Exercise directions
Format the part of the listing that opens with the line containing "Where can the black" and runs through the end of the listing as a numbered list, leaving out any blank lines.

Dataset rows showing where objects appear:
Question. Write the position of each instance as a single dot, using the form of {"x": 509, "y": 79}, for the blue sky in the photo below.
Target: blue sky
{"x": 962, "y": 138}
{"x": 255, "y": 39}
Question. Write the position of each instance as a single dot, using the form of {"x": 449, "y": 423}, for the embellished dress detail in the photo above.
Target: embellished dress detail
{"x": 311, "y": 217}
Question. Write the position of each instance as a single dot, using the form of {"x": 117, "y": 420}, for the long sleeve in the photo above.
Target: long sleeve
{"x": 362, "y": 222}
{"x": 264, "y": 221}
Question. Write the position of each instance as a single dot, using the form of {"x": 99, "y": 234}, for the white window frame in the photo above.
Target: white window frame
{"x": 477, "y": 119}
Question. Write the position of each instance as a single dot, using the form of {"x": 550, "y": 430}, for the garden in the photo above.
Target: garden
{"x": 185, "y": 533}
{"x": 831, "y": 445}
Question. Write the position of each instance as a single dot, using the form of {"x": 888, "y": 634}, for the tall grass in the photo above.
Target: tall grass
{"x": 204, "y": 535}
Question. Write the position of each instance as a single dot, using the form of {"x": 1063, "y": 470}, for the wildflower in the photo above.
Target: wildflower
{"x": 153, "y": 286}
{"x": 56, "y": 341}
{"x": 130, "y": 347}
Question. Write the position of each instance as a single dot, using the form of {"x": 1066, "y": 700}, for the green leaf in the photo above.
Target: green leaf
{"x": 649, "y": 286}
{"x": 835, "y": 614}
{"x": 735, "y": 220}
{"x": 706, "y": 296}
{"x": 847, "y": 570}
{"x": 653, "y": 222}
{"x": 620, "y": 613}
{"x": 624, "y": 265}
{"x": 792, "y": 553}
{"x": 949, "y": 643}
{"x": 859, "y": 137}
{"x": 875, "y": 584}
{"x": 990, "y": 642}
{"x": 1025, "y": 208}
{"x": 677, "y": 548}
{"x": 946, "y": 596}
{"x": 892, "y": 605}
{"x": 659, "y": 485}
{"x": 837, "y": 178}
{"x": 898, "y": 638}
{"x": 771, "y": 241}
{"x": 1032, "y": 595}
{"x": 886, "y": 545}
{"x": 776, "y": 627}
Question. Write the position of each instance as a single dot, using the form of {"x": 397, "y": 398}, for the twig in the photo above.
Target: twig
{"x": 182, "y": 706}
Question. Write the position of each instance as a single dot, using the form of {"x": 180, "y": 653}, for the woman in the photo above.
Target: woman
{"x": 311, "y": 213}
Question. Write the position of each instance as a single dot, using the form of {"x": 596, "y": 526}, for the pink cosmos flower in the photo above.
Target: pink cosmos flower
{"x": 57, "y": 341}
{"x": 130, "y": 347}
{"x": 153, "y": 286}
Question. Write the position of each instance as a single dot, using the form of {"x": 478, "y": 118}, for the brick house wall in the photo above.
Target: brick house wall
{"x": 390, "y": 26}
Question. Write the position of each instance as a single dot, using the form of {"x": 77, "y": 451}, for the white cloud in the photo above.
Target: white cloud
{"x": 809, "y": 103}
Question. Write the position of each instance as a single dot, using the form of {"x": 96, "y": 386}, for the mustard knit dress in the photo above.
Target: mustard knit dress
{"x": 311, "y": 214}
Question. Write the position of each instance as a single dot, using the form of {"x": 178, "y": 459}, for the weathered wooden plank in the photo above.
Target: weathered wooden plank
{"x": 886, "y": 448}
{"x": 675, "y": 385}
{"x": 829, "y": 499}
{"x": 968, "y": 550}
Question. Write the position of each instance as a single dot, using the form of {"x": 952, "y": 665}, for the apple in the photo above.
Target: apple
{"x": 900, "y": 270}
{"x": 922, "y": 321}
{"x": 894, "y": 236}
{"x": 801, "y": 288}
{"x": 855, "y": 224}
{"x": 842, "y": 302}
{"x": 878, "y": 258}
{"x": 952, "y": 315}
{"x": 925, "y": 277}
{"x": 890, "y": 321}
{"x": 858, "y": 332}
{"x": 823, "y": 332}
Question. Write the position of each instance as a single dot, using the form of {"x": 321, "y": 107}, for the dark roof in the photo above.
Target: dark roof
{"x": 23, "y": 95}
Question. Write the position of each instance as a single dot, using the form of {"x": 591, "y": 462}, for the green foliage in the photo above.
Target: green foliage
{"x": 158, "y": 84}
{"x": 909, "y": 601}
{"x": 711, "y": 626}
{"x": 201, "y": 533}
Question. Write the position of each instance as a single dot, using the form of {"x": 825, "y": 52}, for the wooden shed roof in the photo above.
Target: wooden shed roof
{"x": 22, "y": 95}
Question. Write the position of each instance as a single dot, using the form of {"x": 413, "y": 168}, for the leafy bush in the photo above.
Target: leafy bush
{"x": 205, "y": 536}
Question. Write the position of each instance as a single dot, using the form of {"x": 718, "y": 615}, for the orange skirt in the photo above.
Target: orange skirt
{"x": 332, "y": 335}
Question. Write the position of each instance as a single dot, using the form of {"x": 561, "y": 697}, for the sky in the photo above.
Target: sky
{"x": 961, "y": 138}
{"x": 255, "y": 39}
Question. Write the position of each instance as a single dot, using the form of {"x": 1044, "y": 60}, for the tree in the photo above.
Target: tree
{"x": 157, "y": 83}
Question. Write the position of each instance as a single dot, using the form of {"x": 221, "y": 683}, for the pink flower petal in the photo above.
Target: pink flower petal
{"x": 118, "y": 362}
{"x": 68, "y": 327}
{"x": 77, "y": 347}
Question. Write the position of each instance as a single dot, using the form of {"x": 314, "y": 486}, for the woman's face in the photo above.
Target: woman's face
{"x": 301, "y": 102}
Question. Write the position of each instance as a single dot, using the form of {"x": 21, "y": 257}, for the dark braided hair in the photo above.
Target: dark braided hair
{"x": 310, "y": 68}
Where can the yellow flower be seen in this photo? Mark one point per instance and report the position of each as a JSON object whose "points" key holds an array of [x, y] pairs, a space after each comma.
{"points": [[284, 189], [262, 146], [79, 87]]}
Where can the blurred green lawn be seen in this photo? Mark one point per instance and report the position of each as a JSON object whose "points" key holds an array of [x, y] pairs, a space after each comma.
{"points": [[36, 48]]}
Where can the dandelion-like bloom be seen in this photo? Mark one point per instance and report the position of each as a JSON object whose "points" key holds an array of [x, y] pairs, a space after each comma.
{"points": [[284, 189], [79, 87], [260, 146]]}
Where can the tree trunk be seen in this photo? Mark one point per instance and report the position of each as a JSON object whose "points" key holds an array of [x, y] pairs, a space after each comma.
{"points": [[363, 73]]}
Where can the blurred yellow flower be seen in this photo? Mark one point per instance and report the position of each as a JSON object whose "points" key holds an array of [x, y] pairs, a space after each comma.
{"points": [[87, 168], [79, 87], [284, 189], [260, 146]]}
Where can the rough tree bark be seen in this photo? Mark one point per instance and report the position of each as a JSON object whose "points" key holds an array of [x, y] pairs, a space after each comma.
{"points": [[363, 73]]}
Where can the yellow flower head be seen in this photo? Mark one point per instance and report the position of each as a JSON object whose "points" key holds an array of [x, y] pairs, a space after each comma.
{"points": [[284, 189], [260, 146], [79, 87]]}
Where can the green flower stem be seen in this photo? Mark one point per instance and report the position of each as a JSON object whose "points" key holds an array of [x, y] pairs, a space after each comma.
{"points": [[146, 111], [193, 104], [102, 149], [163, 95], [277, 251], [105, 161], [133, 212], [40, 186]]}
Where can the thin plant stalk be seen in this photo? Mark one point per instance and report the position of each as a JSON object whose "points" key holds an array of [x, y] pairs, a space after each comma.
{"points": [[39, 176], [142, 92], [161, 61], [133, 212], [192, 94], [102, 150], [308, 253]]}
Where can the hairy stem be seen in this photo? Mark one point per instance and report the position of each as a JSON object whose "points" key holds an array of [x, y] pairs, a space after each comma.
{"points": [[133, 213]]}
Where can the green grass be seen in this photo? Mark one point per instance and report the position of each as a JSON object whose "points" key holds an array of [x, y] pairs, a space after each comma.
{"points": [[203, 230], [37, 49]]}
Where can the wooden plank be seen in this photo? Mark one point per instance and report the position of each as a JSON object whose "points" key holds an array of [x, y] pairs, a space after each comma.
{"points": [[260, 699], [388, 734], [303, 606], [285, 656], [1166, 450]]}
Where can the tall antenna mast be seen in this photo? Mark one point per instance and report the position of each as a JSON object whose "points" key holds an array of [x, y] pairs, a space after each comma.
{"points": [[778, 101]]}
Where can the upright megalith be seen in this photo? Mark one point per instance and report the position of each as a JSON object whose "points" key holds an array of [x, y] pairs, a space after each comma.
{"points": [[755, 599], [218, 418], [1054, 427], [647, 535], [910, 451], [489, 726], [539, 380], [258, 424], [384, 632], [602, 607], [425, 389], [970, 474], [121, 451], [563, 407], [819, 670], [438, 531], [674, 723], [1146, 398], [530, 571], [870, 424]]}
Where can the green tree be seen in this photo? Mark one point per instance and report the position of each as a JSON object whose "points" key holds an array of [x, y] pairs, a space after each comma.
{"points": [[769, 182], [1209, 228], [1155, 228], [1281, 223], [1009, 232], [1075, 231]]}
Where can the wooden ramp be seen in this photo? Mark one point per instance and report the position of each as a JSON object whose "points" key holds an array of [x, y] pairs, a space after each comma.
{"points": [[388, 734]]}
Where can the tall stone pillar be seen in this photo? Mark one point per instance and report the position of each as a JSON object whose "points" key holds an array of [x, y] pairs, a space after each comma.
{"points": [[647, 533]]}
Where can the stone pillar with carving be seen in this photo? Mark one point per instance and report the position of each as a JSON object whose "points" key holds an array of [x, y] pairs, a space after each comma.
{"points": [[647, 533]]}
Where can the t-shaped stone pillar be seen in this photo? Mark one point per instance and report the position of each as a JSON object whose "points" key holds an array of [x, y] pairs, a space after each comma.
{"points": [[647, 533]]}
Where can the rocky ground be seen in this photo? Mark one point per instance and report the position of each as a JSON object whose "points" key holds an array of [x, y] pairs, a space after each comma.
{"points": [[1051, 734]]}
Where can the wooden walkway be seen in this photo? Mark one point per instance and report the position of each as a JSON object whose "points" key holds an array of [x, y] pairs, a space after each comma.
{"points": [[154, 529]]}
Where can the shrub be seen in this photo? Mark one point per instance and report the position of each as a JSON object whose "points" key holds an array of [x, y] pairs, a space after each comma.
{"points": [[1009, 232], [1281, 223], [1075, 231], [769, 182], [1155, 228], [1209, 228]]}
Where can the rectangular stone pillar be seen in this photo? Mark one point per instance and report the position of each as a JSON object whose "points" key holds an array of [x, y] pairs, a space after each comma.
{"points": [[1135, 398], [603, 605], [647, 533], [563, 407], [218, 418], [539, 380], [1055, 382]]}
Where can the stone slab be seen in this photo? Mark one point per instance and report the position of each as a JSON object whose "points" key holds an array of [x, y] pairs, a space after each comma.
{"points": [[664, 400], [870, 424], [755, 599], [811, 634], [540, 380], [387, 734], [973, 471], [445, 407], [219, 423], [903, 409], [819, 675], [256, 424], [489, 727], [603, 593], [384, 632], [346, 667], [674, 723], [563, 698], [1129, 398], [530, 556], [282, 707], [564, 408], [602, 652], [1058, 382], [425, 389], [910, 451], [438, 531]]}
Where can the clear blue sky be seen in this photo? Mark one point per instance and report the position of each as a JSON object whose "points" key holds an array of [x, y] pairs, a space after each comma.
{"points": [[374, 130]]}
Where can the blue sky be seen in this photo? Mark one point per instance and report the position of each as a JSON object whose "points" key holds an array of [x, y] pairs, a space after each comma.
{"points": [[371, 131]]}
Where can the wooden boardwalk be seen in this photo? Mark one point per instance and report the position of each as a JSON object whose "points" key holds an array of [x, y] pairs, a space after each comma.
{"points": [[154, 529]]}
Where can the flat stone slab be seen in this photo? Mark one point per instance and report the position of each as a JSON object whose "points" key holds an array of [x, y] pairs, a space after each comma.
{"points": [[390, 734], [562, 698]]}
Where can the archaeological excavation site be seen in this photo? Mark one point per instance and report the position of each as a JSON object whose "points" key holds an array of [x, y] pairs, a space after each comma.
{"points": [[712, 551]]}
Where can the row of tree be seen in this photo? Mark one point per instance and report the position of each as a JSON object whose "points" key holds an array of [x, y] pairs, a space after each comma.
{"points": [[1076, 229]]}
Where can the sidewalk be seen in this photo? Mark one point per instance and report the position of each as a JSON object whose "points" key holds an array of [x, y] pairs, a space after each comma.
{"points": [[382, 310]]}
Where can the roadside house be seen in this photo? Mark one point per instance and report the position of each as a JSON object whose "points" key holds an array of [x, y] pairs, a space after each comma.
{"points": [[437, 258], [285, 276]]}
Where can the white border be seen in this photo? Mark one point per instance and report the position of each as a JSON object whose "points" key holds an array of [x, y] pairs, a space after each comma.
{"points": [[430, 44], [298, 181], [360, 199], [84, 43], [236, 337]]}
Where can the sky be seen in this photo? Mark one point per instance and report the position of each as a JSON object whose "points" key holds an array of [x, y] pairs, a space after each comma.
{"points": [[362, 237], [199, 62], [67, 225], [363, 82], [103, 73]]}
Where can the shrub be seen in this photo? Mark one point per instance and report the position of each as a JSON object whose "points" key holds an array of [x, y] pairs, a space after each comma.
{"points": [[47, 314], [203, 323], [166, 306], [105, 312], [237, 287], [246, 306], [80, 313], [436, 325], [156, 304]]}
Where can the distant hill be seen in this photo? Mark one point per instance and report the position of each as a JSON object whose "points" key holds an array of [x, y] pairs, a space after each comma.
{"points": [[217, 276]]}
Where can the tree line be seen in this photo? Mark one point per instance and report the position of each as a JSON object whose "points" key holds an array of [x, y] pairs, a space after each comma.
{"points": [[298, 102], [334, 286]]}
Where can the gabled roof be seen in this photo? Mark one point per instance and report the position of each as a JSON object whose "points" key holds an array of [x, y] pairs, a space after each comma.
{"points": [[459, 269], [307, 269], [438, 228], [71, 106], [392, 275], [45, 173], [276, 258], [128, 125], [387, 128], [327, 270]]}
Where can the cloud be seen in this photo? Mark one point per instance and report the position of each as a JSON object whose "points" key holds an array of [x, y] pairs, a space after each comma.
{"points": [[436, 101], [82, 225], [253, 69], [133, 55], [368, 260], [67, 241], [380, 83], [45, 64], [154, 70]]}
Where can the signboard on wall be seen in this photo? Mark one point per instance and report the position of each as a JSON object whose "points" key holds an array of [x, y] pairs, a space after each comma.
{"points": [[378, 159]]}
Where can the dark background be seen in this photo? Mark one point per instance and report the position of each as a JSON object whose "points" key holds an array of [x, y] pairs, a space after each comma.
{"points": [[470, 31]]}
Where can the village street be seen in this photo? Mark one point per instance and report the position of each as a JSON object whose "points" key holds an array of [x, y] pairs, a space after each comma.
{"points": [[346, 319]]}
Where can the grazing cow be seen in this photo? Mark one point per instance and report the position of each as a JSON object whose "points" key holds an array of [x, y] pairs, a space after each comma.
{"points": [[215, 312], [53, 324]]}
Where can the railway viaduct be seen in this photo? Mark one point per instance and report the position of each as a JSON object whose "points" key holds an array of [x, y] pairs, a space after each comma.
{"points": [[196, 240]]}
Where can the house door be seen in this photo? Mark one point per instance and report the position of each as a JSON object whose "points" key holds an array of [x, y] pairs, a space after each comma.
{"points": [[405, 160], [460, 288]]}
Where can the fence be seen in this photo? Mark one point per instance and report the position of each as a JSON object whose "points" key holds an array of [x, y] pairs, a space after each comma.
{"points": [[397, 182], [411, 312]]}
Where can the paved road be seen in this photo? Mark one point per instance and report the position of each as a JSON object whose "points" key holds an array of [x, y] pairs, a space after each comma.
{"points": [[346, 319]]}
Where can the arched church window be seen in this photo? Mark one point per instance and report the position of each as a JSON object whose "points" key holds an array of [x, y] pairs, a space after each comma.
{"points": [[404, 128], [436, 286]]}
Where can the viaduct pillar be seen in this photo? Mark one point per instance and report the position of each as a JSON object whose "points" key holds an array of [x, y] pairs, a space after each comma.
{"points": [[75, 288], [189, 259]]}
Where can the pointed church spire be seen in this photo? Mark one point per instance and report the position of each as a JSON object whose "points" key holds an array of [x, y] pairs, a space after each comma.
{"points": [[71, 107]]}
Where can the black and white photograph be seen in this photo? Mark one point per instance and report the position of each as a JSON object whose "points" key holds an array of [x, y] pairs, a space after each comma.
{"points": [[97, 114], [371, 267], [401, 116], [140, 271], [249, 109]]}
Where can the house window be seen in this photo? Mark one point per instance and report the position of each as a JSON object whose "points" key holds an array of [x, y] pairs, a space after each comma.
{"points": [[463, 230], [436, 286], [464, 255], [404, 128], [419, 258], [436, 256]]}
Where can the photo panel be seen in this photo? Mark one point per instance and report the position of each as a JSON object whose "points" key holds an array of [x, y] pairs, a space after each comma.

Result
1. Where can the black and white photograph be seen in this photo? Mark one point per instance and report the position of each as a JSON object whose "points" key holds an array of [x, y] pairs, a space after each comma.
2. {"points": [[97, 114], [371, 267], [401, 116], [140, 271], [249, 109]]}
3. Where can the house window be seen in this photo? Mark one point per instance and report the position of each as a JSON object whose "points" key holds an array of [x, y] pairs, a space after each comma.
4. {"points": [[463, 230], [436, 286], [464, 255], [404, 128], [419, 258], [436, 256]]}
5. Where can the photo panel be seen in this photo? Mark one point per instance and report the position of each as a JSON object whose "points" key holds an array of [x, y] pairs, a space after each comma.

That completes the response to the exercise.